<<<<

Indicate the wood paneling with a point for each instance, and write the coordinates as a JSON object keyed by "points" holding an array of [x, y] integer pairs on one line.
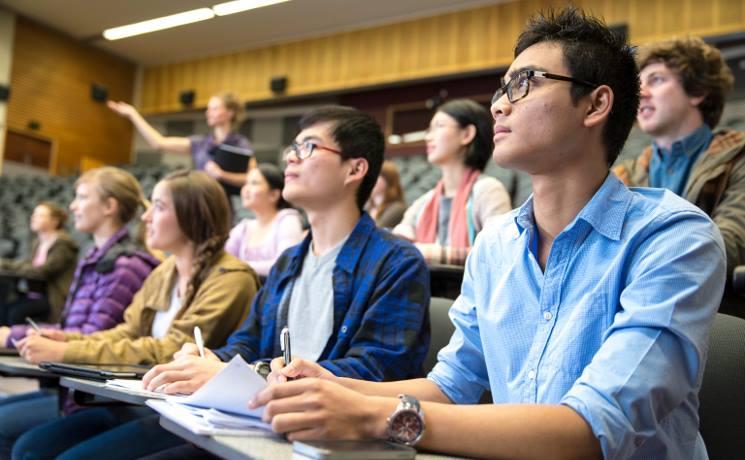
{"points": [[471, 40], [50, 80]]}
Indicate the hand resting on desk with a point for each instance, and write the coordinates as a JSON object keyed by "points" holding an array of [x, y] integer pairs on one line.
{"points": [[35, 348], [184, 375], [52, 334], [191, 349]]}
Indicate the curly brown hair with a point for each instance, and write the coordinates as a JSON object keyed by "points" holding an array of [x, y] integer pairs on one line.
{"points": [[700, 69], [203, 215]]}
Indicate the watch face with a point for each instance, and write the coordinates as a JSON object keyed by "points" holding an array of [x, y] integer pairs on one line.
{"points": [[406, 426]]}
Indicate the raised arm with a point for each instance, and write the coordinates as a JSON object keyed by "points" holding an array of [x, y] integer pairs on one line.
{"points": [[151, 135]]}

>>>>

_What to produce_. Give again the lines from the line holding "Indicate the hand" through the close of the listing, both included, exactly as written and with nothing else.

_Response to this task_.
Indicate the hand resting on desk with a point for each instance, and write the coordinates as a JSON object keyed by "points" holding an array of [x, y] integer pairs on one line.
{"points": [[35, 348], [184, 375], [52, 334], [191, 349]]}
Indicate the curly brown hair with a point for each instance, and write the coordinates as a JSON object keyed by "points" holding an array of [x, y] integer pairs on one line.
{"points": [[700, 69], [203, 215]]}
Indicate the watch face with a point for each instance, and write the coordinates as a JSON object keyed by "points" holding an array of [x, y] integer pairs on one line.
{"points": [[406, 426]]}
Indicate the raised arm with a point for each instance, and write the coordinates as a JSON object keyed by "points" holding an array of [x, y] integer pairs on one line.
{"points": [[151, 135]]}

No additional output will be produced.